■ Exercise instructions ■
Rewrite every line of the items below as a JSON list of strings, with one string per line and no blank lines.

Point-based annotation data:
— Start —

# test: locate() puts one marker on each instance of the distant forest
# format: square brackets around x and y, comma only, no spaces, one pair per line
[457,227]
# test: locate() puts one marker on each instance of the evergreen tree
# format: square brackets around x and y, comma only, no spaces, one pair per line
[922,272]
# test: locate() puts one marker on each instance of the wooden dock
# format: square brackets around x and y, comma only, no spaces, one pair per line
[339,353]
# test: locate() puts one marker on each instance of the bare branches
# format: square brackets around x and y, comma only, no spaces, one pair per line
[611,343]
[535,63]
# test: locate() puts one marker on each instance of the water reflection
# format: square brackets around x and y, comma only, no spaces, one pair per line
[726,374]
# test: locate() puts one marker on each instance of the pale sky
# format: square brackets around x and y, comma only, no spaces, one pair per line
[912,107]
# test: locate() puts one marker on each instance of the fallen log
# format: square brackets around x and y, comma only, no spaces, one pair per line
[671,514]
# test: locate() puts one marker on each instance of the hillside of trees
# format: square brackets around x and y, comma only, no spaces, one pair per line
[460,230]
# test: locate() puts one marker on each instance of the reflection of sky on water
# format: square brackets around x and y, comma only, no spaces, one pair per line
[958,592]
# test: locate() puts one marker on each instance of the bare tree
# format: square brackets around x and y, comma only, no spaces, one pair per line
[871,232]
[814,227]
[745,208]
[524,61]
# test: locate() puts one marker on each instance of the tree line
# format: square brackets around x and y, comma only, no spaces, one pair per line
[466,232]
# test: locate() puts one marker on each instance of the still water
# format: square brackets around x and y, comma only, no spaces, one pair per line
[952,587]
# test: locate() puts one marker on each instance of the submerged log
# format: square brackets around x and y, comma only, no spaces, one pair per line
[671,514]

— End —

■ Solution ■
[
  "# test: locate() puts one marker on each instance of the distant forest",
  "# format: square brackets around x and y, comma only, no spaces, one pair per line",
  "[457,227]",
  "# test: locate() puts one marker on each instance of the evergreen tree",
  "# format: square brackets around x and y, comma only, no spaces, one pair per line",
  "[922,272]",
  "# test: locate() puts one marker on each instance of the wooden dock",
  "# format: square brackets around x and y, comma only, no spaces, one pair per line",
  "[339,353]",
  "# test: locate() puts one marker on each instance of the bare branches",
  "# format: square brackets around x and y, comma only, no spaces, one pair per line",
  "[611,343]",
  "[535,63]",
  "# test: locate() puts one marker on each instance of the water reflection",
  "# format: square brackets around x and y, comma only, no spaces, one pair per line",
  "[726,374]",
  "# test: locate() puts one marker on each instance of the pale sky",
  "# format: square brackets around x and y, comma only, no spaces, one pair per line",
  "[912,107]",
  "# test: locate() puts one marker on each instance of the fallen log",
  "# format: square brackets around x and y, comma only, no spaces, one pair per line",
  "[671,514]",
  "# test: locate() puts one marker on each instance of the hillside of trees",
  "# format: square brackets around x and y, comma only, no spaces, one pair per line",
  "[460,230]",
  "# test: locate() puts one marker on each instance of the reflection of sky on water",
  "# format: square brackets around x and y, comma only, no spaces, one pair per line",
  "[958,592]",
  "# test: locate() puts one marker on each instance of the bare tree",
  "# format: square brackets around x and y, comma only, no spaces, one pair per line",
  "[871,232]",
  "[814,227]",
  "[745,208]",
  "[524,61]",
  "# test: locate() puts one marker on each instance of the tree line",
  "# format: square brackets around x and y, comma only, no spaces, one pair per line",
  "[466,232]",
  "# test: locate() puts one marker on each instance of the still water",
  "# format: square brackets around x and y, comma only, no spaces, one pair per line",
  "[952,587]",
  "# test: locate() puts one marker on each instance of the submerged log",
  "# format: square brackets around x and y, comma only, no spaces, one pair per line",
  "[671,514]"
]